> _What you will do_
a - List the four areas in which, according to the LightningStrike article below, DARPA wanted industry to push the envelope at the same time.
b - Carry on the LightningStrike article below from where it stops.

> _Selected excerpt_
-*-

Aurora LightningStrike Hover

Lightning Strikes Aurora
DARPA Awards VTOL X-Plane Demonstrator Contract

By AHS Staff

Vertiflite, May-June 2016

(All photos by Aurora Flight Sciences)

The US Defense Advanced Research Projects Agency (DARPA) announced on March 3 [2016] that it had selected Aurora Flight Sciences to continue on in the DARPA VTOL X-Plane program. The company was awarded an $89.4M contract for Phases 2 (development) and 3 (flight test) for its LightningStrike hybrid-electric concept.

The VTOL X-Plane program began in 2013 with Phase 1 study contracts of $11M to 17M each to The Boeing Company, a Sikorsky Aircraft-Lockheed Martin team, Aurora Flight Sciences and Karem Aircraft (in descending order of contract size).

When the program was launched, DARPA program manager Dr. Ashish Bagai stated that DARPA was looking “to challenge industry and innovative engineers to concurrently push the envelope in four areas: speed, hover efficiency, cruise efficiency and useful load capacity” — in short, a step change in utility. Specifically, the design objectives for the technology demonstrator are: a cruise speed of 300- 400 kt (555-740 km/h); hover efficiency of 75% (up from 60% for a conventional helicopter); a cruise lift-to-drag ratio of at least 10 (up from 5-6); and a useful load of at least 40% of the vehicle’s gross weight of 10,000-12,000 lb (4.5-5.4 t).

Distributed Electric Propulsion

Aurora’s LightningStrike design uses distributed hybrid-electric propulsion — 24 ducted fans powered by an innovative synchronous electric-drive system. Both the wing and canard tilt for vertical take-off and landing. Aurora notes that “LightningStrike is the first aircraft in history designed to demonstrate” these key features, as well as the ability to maintain high efficiency in both hover and high-speed forward flight.

-*-

> _Provided data_
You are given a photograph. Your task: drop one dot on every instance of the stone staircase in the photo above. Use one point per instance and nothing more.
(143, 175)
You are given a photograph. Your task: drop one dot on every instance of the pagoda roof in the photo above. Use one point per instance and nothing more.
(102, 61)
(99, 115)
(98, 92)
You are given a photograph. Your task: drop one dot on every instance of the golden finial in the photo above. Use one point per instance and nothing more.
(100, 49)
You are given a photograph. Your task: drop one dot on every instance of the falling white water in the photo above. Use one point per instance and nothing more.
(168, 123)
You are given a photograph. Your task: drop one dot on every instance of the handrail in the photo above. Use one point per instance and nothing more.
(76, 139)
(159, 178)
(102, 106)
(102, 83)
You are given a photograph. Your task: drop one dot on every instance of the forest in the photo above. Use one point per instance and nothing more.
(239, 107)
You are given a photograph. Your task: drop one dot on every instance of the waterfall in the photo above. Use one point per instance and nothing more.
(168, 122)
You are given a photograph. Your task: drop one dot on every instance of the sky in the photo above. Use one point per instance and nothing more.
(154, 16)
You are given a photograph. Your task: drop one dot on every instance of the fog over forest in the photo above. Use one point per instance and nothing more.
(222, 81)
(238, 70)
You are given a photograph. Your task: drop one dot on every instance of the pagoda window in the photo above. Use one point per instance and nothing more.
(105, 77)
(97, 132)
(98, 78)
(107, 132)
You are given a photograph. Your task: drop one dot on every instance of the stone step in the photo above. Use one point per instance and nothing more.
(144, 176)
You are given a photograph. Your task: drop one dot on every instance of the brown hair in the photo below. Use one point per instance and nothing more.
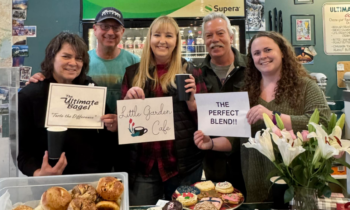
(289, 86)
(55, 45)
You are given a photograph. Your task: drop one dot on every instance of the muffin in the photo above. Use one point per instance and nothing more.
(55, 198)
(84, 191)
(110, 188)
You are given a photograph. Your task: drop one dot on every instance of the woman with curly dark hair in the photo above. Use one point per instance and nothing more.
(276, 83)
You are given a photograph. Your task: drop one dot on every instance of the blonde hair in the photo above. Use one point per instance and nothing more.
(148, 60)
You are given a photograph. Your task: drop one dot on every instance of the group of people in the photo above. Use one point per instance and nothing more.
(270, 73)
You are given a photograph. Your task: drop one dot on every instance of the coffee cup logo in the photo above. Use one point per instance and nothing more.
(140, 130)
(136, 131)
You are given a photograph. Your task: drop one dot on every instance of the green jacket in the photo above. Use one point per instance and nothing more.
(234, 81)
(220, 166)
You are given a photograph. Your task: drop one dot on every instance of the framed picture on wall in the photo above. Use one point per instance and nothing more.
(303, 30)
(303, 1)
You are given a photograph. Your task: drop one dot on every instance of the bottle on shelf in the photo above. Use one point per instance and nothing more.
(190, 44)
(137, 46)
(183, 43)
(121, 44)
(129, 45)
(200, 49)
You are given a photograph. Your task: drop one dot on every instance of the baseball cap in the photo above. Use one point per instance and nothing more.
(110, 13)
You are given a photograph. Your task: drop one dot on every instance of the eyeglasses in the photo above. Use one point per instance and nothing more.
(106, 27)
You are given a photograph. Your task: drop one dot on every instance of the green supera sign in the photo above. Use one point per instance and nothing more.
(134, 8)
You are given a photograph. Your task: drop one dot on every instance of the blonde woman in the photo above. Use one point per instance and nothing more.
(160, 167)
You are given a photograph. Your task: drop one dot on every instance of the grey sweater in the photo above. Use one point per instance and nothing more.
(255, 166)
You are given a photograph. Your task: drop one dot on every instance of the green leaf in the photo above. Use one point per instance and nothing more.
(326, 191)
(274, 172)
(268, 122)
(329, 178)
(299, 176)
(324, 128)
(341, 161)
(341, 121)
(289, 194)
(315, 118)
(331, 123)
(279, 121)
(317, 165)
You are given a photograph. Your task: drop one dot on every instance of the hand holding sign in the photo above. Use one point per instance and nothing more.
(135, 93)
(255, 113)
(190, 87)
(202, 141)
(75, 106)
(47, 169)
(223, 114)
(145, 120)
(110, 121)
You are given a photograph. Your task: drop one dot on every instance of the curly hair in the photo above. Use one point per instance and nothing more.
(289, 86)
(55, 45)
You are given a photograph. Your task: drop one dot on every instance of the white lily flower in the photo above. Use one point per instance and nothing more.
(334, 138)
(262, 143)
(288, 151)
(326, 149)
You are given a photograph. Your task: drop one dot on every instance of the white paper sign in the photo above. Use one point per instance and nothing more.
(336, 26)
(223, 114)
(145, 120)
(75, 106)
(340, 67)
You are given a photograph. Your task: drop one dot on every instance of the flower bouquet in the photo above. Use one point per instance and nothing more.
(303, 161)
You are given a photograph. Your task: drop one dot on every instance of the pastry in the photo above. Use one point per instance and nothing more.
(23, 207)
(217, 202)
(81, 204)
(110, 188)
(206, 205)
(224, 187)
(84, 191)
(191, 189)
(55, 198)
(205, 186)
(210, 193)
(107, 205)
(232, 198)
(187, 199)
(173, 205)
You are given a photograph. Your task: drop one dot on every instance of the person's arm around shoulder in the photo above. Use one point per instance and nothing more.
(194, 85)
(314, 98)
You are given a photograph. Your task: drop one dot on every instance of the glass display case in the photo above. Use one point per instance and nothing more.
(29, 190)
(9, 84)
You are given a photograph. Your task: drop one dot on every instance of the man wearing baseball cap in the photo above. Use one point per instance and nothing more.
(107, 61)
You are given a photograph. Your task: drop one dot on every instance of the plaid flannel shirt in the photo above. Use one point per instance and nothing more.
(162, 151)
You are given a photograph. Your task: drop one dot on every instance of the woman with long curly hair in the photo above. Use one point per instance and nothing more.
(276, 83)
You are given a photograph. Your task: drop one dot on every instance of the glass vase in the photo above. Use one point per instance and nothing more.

-*-

> _Per-task outputs_
a - speed, hover efficiency, cruise efficiency, useful load capacity

b -
A Rolls-Royce AE 1107C turboshaft — the same T406 engine in the V-22 Osprey — is used, not for mechanical horsepower, but to drive three Honeywell International 1 MW (1,340 hp) electric generators; the total of 3 MW of electrical power is the equivalent of a typical commercial wind turbine. 18 ducted fans, providing relatively cool air, are integrated into the wing and six in the canards. Both the upper and lower surfaces of the box-like wings and canards provide lift in forward flight.

Rolls-Royce says that it will “contribute both proven components and innovative new technologies in turbo-electric distributed propulsion,” while Honeywell will “demonstrate technology that significantly improves electric power-generation efficiency, power density and size.”

The demonstrator’s triplex-redundant flight control system builds on Aurora’s Centaur and Orion optionally manned and unmanned aircraft platforms. Aurora built a one-fifth-scale model demonstrator that had been readied for flight testing last September at Naval Air Station Patuxent River, Maryland, but it was decided to delay the testing until Phase 2 began.

The full-scale X-Plane is designed to weigh 12,000 lb (5.4 t) with a 40% useful load: 3,000 lb (1360 kg) of fuel and 1,500 lb (680 kg) of payload, which is primarily flight-test instrumentation. Pending successful completion of key program milestones in Phase 2, Aurora plans to conduct the first flight tests of the full-scale technology demonstrator in the 2018 timeframe as part of Phase 3.

Radical Improvements

DARPA states that the VTOL X-Program “seeks to provide innovative cross-pollination between fixed-wing and rotary-wing technologies and develop and integrate novel subsystems to enable radical improvements in vertical and cruising flight capabilities.”

Bagai notes that Aurora’s unique design is only possible through advances in technology over the past 60 years, in fields such as air vehicle and aeromechanics design and testing, adaptive and reconfigurable control systems and highly integrated designs. Aurora’s distributed propulsion concept would be impossible with a classical mechanical drive system.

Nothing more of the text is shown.